- [Fragmento de lectura]
• • • •
En una región remota me topé con una mujer llamada Yapuot Ninrew que antes de la guerra civil tenía 60 cabezas de ganado y disfrutaba de una vida decente. Después, hace unos meses, los soldados del gobierno lanzaron un ataque. Atraparon a Yapuot y, aunque tenía cinco meses de embarazo, le ataron las manos a la espalda y la colgaron del cuello de una viga en una choza. Después de un minuto, la soldadesca cortó la cuerda en medio de risotadas, como si todo fuera un juego. Pero quemaron su casa, le robaron la ropa, el ganado y todas sus demás pertenencias. También secuestraron a dos de sus hermanas para llevárselas como esclavas sexuales. Afortunadamente, ellas pudieron escapar posteriormente.
Yapuot huyó a los pantanos con sus cinco hijos, metida en el agua hasta el cuello todo el día y arrastrándose hacia las islas por la noche para dormir. Dos de sus hijos, de cuatro y ocho años de edad, se ahogaron en los pantanos al tratar de huir de los soldados.
Todo esto está sucediendo en áreas remotas, sin testigos externos, sin protestas por parte de la comunidad internacional. Las víctimas son de las personas menos escuchadas en este planeta, que es una de las razones de que continúe la matanza.
Un reporte reciente de la Organización de Naciones Unidas asegura que a los soldados del gobierno se les permite violar mujeres a cambio del salario, y advierte que los excesos podrían constituir crímenes contra la humanidad. “Esta es una de las situaciones de derechos humanos más horribles del mundo, con el recurso generalizado de la violación como instrumento del terror y arma de guerra; sin embargo, básicamente ha pasado desapercibida para la comunidad internacional”, señaló Zeid Ra’ad Al Hussein, alto comisionado de las Naciones Unidas para los derechos humanos.
Los grupos asistenciales despliegan esfuerzos heroicos tratando de ayudar, pero se encuentran en un ambiente imposiblemente difícil y están pagando un alto costo: aquí asesinan a un trabajador asistencial a razón de uno cada dos semanas. La ONU ha precisado que su llamado humanitario para Sudán del Sur está financiado en apenas 3 por ciento. Y, para agravar las cosas, es de esperarse que algunos grupos asistenciales abandonen el país este año, precisamente cuando las necesidades se están haciendo sentir con mayor intensidad.
No hay políticas ideales, pero sí ayudaría imponer un embargo de armas y sanciones dirigidas a los bienes de determinados individuos a ambos lados de la guerra civil de Sudán del Sur. Hacer que los líderes paguen el precio de su intransigencia, en lugar de que se estén beneficiando de ella. “Ir por sus bienes”, recomendó John Prendergast, del Proyecto Basta, un grupo que lucha en contra del genocidio. “Las presiones financieras aplicados a los principales dirigentes de ambas partes tendrían un impacto en los cálculos mucho mayor que cualquier otra cosa.”
• • • •
- [Trabajo requerido]
Según el fragmento sobre Sudán del Sur, ¿en qué porcentaje está financiado el llamado humanitario de la ONU para ese país?

- [Conjunto de ítems]
• • • •
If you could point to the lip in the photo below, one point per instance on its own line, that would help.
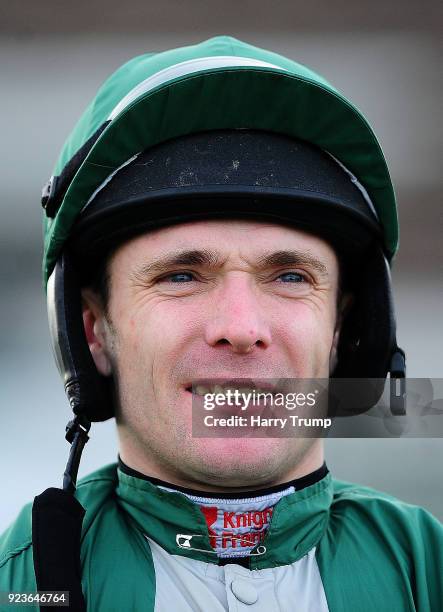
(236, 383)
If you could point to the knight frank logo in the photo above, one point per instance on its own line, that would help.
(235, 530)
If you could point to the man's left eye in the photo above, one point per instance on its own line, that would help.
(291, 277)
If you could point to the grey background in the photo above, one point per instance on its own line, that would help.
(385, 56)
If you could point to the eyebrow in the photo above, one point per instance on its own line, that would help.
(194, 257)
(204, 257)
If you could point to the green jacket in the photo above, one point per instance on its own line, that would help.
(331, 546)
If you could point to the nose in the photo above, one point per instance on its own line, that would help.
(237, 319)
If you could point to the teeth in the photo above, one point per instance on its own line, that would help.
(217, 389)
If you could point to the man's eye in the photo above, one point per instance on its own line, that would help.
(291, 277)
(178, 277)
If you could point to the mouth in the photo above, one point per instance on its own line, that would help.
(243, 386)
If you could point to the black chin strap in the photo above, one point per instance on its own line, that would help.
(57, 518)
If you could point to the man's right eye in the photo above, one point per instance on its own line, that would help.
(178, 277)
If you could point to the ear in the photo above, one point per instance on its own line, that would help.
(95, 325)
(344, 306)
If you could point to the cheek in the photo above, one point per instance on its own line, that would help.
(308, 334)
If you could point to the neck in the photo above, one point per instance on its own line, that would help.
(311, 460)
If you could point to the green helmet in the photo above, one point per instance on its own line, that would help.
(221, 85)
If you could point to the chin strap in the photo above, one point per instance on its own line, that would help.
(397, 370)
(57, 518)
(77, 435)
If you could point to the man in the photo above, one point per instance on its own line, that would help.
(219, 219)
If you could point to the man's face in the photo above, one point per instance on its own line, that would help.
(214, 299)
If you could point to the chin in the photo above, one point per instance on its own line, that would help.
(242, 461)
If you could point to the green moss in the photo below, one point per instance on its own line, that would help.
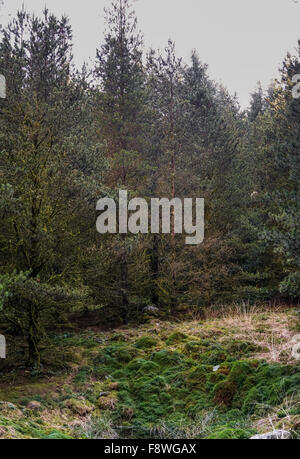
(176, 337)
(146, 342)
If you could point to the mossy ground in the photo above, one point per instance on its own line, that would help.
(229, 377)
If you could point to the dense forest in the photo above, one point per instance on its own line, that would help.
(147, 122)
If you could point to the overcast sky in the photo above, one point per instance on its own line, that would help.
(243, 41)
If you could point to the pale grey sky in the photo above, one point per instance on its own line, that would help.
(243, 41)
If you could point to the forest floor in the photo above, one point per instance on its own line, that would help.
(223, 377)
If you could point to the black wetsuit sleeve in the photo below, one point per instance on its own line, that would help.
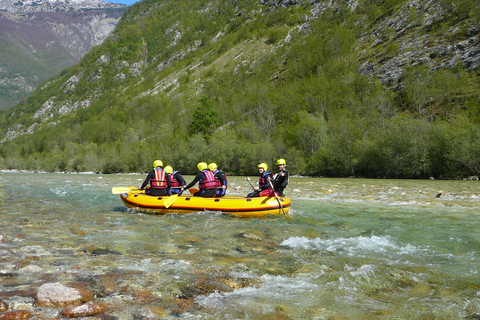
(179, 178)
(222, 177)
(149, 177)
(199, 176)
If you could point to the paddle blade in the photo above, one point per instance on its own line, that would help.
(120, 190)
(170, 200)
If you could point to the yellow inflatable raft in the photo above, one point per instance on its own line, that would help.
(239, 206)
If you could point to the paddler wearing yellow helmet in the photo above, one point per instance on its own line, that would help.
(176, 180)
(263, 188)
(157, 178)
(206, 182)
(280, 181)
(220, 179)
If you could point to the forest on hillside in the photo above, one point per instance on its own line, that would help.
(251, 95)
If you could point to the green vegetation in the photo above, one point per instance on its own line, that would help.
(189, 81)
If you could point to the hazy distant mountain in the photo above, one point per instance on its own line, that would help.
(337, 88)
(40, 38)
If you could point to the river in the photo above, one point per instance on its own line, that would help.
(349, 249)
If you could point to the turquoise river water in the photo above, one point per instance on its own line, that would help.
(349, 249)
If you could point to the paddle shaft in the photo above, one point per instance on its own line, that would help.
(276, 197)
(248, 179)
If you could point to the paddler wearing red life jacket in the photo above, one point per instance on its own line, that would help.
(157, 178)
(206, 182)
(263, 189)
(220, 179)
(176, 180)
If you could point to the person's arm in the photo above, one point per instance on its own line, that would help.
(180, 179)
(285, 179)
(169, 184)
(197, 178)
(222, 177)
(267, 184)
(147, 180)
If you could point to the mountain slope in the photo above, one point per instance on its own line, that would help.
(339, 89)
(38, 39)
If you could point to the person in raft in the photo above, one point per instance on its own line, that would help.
• • • •
- [Espacio de respuesta]
En apenas 3 por ciento.